• SELECTED TEXT
☆ ☆ ☆ ☆ ☆
Posted on 01/26/2021 6:14:02 PM PST by Mariner
The largest winter storm of the season is barreling toward California and is expected to bring extreme weather from San Diego to San Francisco, Sacramento to the Sierra.
This storm, forecasters say, has it all: Brutal winds, torrential rain, blizzard conditions, blinding snow, the threat of mudslides and debris flows, power outages and more.
“This is definitely looking like the storm of the year up to this point,” Hannah Chandler-Cooley, a forecaster with the National Weather Service’s Sacramento office said Monday.
And it’s all due to a so-called atmospheric river — a conveyor belt of unsettled moisture 300 miles wide — that pushes its way from the Pacific on shore. These rivers in the sky can cause a lot of damage quickly: Powerful atmospheric river systems like this week’s have been responsible for most of California’s biggest storm and flooding in the past few years.
Researches told The Sacramento Bee last year that atmospheric rivers — a phrase first coined in 1998 — often cause more than $1 billion in damage annually.
(Excerpt) Read more at sacbee.com ...
It's funny that they came up with a special name for something that happens every other year.
No rain yet in Sunnyvale. We need a lot.
Every single weather term that’s used these days, anywhere in the United States, is either new in the past ten years, or it’s an obscure term previously only used by meteorologists. It’s all designed to make people think that the weather has suddenly turned into some implacable alien force hitherto unknown, with evil powers beyond our experience.
It’s all crap. When I got back east in the winter it’s the same way.
Meanwhile on the eastern slope of the Sierras, Reno area is iffy between ten and thirty inches between tonight and Thursday evening. 😨😱
We all need a lot in this parched state.
Just not all at once.
But we’ll take it anyway.
Celebrate!
Carson City?
The Sierras drain these “atmospheric rivers”.
90% falls in CA.
Normally yes. Forecasters seem serious about this one. Greenville and Minden are targeted as well. 😂. We are in Reno north valley’s about 5,200 elev.
☆ ☆ ☆ ☆ ☆
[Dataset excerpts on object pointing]
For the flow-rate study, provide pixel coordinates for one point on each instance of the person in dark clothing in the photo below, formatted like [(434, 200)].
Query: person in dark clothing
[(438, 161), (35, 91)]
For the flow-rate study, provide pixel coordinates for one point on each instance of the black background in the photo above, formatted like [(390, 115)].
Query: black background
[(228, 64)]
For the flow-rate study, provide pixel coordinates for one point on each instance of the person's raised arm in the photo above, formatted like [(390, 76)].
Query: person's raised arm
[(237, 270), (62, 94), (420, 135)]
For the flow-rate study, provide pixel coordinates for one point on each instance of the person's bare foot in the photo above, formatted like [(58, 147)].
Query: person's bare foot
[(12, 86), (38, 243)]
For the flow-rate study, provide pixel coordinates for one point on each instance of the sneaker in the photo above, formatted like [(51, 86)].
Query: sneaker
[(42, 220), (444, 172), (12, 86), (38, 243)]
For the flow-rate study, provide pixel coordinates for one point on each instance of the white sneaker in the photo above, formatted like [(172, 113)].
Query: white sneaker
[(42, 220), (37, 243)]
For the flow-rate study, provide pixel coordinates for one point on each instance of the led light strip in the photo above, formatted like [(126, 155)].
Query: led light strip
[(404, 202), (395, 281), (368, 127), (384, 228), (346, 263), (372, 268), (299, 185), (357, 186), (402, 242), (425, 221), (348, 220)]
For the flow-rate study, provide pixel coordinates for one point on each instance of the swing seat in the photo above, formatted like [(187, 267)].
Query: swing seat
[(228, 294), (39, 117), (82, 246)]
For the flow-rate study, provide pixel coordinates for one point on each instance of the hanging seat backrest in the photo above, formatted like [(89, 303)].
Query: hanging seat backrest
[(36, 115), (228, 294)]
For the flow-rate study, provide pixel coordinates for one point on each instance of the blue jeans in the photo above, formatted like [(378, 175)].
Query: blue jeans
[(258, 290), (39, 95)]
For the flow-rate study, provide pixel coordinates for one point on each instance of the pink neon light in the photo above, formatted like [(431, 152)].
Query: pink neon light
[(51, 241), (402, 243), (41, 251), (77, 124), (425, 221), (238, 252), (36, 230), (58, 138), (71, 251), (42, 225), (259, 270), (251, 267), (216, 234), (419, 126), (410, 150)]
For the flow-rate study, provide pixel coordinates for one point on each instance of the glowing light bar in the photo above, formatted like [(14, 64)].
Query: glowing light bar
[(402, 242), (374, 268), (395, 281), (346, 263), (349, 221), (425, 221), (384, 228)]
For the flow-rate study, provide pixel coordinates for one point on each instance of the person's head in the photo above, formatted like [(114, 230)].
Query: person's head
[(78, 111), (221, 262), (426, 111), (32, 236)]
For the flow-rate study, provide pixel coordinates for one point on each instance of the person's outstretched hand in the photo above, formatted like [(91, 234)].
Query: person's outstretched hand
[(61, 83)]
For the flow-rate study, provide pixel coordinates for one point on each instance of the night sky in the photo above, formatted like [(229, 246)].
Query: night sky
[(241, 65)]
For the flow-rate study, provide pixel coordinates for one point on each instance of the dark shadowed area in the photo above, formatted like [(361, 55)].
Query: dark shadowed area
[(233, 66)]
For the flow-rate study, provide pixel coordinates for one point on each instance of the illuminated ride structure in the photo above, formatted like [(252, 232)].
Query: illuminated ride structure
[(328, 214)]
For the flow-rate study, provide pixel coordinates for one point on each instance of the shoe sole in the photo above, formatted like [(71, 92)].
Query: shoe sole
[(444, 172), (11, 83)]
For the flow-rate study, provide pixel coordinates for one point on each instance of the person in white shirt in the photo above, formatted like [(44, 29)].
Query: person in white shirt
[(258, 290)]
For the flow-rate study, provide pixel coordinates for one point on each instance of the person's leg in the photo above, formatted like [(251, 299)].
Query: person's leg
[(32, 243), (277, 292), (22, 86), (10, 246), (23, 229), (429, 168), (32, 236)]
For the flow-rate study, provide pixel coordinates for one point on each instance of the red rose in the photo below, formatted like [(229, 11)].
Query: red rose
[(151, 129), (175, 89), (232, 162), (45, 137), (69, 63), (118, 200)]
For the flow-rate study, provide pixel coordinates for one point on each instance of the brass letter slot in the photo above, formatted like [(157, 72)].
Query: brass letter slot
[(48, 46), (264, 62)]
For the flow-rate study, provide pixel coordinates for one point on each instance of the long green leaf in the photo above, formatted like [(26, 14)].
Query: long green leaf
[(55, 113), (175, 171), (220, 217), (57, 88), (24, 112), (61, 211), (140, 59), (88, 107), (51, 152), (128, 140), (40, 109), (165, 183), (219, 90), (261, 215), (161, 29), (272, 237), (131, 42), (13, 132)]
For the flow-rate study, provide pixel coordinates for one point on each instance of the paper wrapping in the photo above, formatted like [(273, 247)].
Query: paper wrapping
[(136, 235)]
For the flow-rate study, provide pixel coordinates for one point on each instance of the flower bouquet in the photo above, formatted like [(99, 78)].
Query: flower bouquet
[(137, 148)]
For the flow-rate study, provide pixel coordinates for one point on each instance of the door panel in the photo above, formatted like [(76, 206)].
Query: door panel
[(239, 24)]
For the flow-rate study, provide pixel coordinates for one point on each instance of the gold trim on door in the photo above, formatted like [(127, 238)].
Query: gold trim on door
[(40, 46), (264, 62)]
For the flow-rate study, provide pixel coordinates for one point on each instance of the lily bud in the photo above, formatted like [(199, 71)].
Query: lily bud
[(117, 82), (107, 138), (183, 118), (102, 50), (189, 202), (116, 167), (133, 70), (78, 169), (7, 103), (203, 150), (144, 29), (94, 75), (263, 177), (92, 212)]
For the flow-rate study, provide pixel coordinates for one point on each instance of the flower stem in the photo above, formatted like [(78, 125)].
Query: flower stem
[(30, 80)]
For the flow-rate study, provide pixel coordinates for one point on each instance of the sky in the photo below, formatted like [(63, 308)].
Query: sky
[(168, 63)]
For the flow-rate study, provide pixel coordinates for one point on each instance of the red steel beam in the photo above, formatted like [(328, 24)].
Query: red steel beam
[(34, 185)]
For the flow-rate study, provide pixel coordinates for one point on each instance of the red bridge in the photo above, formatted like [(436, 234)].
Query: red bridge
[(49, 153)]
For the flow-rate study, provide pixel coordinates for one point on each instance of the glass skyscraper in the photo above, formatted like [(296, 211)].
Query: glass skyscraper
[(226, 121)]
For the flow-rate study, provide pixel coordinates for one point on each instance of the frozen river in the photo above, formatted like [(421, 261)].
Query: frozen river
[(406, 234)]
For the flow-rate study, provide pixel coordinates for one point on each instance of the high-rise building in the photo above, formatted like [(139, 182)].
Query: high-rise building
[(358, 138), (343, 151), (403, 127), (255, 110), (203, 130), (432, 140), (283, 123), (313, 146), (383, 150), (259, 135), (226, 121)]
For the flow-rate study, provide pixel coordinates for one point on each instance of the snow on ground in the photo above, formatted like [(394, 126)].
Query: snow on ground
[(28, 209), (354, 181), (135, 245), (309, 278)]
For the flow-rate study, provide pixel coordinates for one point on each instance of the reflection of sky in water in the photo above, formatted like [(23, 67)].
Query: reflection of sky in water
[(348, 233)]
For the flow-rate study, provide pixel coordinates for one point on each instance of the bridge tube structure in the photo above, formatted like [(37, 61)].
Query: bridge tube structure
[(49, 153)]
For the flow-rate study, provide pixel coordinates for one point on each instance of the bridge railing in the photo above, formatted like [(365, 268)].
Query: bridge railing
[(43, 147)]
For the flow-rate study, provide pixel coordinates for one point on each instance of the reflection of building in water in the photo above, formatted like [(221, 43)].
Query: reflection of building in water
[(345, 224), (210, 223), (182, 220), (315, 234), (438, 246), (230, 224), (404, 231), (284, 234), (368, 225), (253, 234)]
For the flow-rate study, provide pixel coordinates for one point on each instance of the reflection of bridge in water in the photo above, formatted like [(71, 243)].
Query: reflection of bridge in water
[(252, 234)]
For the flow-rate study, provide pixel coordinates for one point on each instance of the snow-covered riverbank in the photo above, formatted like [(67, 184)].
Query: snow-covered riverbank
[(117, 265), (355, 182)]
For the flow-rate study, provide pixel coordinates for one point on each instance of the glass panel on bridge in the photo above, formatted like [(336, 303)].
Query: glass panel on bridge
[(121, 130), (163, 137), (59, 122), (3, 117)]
☆ ☆ ☆ ☆ ☆
• DIRECTIONS
A. In the storm post, how wide is the atmospheric river described?
B. Copy the part of the storm post starting at "It's funny that" and ending at "this parched state.".
The records are material separate from the storm post.

• RESPONSES TO THE EXERCISE
A. 300 miles wide

B.
It's funny that they came up with a special name for something that happens every other year.
No rain yet in Sunnyvale. We need a lot.
Every single weather term that’s used these days, anywhere in the United States, is either new in the past ten years, or it’s an obscure term previously only used by meteorologists. It’s all designed to make people think that the weather has suddenly turned into some implacable alien force hitherto unknown, with evil powers beyond our experience.
It’s all crap. When I got back east in the winter it’s the same way.
Meanwhile on the eastern slope of the Sierras, Reno area is iffy between ten and thirty inches between tonight and Thursday evening. 😨😱
We all need a lot in this parched state.